- **AIM OF THE TASK**
Answer these from the statement on NHS England's five year forward view:
1. On what date was the statement issued?
2. Who is the chief executive of Centre for Mental Health?
3. How much does the NHS spend on untreated mental health problems among people with physical health conditions and among its own staff?

NHS England five year vision must support genuine parity between mental and physical health, says Centre

23 October 2014

“The NHS of the future must adapt to place mental health on a genuinely equal footing, with fairer funding, speedier access to care and integrated support for all of a person’s health needs,” Centre for Mental Health chief executive Sean Duggan said today.

Responding to NHS England’s five year forward view, published today, Sean Duggan said: “The paper sets out some bold new ideas about how health services can adapt to meet new challenges and offer a better service for people’s mental as well as physical health. Its proposal to enable new forms of integrated care is a welcome recognition that for too long the NHS has been organised around episodic, hospital-based care while most of what people need is ongoing support for a range of mental and physical health conditions.

“The paper restates the importance of achieving parity between mental and physical health and the plan to extend access standards to a wider range of mental health services. Combined with changes to the way services are paid for and fairer entitlements to effective care and support, this should help to rebalance the NHS and end the scandal of unmet need among people with mental health problems.

“The five year forward view makes little mention of children’s mental health despite clear evidence about the importance of early intervention and of the cuts taking place to child and adolescent mental health services across the country. From pregnancy to adolescence, the mental health of children and young people must be a priority for the NHS everywhere, working in tandem with local councils and schools and young people themselves to offer better, more engaging support.

“The five year forward view sets out the scale of the financial challenge facing the NHS. By investing in effective mental health interventions we can make much better use of scarce funding. The NHS spends £14 billion on untreated mental health problems among people with physical health conditions and among its own staff. Targeted reinvestment can help to cut that cost while enhancing people’s health and reducing inequalities. The NHS can no longer afford to overlook mental health.”

- **DATA SHOWN**
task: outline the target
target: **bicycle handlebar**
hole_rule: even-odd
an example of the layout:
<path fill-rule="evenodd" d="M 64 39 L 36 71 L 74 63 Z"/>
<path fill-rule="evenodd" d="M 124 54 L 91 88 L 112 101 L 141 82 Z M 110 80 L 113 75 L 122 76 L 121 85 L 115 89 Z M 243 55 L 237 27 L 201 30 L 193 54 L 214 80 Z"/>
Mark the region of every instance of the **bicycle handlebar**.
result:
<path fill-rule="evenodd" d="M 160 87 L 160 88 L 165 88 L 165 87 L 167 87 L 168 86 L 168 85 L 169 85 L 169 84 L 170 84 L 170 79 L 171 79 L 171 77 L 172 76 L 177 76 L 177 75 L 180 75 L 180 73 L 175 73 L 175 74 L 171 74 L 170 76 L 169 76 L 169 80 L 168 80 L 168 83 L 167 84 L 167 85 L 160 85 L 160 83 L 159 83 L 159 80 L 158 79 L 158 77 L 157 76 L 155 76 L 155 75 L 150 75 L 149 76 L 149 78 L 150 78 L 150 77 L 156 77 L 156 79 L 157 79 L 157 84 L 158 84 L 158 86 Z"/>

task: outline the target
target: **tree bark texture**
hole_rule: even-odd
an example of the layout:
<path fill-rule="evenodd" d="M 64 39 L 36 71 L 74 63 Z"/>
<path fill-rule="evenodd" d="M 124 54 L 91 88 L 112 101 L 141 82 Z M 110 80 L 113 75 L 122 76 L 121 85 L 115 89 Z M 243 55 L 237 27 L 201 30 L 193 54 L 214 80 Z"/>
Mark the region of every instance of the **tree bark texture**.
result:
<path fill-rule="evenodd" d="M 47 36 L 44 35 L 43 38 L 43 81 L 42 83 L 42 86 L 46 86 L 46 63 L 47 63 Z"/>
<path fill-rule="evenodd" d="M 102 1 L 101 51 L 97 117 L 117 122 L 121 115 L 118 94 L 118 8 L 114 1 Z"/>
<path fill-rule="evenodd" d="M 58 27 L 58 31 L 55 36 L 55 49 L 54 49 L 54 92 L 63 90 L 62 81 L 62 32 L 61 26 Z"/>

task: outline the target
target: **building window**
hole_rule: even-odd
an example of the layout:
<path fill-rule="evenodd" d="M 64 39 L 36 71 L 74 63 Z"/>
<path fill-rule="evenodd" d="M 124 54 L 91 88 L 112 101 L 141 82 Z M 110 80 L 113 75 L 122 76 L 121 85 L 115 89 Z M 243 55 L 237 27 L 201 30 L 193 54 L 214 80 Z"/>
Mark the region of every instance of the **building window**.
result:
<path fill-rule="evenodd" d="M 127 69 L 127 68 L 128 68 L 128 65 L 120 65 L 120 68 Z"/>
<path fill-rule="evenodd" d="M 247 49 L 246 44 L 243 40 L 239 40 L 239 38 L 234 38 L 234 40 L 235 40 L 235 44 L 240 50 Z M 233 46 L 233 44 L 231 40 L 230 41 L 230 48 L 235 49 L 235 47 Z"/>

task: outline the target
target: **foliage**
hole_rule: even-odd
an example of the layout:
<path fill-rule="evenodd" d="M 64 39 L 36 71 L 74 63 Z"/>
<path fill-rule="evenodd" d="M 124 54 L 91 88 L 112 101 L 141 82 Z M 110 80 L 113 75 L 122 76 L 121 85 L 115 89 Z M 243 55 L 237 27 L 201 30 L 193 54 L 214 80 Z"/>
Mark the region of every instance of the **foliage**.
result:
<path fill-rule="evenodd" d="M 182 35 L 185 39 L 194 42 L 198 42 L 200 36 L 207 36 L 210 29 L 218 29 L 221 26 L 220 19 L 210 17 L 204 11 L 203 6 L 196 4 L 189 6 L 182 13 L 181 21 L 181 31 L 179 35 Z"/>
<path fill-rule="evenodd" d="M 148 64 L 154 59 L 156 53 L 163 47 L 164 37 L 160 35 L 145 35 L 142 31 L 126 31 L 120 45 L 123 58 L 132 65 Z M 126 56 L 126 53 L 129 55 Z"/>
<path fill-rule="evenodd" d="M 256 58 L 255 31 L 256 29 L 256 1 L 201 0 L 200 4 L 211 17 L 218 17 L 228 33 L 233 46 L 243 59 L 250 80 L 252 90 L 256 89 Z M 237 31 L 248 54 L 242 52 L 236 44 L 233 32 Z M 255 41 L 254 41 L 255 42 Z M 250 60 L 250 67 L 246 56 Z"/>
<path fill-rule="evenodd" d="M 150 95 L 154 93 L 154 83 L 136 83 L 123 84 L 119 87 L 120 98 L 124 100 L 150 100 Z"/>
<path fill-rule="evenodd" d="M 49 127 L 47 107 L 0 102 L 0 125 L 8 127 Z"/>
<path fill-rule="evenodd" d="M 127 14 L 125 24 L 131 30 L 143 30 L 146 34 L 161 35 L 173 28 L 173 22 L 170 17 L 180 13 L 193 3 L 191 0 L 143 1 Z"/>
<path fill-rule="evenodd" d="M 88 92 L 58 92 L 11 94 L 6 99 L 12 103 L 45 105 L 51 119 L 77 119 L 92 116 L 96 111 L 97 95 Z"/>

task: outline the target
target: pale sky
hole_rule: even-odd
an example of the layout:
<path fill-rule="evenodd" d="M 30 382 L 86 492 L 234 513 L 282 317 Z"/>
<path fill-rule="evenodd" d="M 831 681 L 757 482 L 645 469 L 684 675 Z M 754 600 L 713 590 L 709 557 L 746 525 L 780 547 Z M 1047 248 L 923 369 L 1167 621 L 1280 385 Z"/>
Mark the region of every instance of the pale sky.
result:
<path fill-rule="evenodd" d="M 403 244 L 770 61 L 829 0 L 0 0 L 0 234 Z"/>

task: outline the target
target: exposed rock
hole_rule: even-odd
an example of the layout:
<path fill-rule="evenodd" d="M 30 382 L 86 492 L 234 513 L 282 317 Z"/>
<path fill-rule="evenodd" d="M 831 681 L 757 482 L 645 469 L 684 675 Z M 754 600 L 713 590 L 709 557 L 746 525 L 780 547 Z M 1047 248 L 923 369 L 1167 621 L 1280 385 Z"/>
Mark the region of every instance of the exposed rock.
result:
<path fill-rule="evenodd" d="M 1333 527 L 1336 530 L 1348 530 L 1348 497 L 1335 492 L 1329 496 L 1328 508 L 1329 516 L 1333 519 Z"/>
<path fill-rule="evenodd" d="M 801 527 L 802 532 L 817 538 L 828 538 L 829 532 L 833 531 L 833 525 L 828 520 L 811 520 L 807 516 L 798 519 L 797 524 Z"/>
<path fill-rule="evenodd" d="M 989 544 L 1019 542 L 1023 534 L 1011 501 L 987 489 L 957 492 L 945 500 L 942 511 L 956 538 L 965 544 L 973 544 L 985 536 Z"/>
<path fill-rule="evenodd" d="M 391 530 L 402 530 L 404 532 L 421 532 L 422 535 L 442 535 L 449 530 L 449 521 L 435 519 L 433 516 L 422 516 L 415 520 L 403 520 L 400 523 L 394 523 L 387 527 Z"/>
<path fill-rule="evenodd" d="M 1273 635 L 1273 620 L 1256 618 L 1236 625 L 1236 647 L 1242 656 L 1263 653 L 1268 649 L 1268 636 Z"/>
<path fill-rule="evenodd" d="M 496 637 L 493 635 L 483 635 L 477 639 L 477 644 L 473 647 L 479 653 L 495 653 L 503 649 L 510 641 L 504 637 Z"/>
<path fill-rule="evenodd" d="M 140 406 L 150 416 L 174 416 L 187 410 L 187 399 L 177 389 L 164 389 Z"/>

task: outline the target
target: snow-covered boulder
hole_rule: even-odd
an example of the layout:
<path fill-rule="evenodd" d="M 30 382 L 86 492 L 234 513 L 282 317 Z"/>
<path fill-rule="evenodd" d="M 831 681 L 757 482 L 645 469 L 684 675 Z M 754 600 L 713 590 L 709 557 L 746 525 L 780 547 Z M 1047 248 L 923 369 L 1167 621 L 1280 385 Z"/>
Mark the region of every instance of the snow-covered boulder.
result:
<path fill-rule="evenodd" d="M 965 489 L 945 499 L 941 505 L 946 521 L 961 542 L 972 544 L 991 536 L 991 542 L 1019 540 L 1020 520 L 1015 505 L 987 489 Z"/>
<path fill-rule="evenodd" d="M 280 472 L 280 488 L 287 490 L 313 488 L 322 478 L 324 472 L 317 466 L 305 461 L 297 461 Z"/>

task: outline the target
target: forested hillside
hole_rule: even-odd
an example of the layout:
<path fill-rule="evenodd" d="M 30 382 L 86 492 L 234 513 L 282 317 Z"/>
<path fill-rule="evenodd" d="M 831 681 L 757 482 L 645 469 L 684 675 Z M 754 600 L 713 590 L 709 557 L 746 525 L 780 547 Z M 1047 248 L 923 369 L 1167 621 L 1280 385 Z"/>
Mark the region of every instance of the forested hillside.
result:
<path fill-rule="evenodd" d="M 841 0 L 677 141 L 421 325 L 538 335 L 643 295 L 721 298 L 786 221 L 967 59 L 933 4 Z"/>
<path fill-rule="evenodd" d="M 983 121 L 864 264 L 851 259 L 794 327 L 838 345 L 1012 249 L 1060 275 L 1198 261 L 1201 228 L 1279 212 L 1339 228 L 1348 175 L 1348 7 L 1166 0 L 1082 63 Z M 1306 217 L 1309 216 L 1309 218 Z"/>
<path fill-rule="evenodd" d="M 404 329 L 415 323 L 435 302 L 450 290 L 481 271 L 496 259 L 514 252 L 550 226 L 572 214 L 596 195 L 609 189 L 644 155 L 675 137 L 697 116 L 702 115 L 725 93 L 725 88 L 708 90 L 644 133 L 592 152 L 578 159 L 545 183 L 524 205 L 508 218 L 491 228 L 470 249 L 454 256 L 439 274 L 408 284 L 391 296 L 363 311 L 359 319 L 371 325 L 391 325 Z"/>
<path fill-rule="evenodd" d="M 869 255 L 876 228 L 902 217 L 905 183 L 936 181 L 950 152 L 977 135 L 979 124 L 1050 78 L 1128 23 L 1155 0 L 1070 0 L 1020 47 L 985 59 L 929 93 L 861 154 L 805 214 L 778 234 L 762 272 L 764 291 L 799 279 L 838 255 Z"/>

- **YOUR RESPONSE**
1. 23 October 2014
2. Sean Duggan
3. £14 billion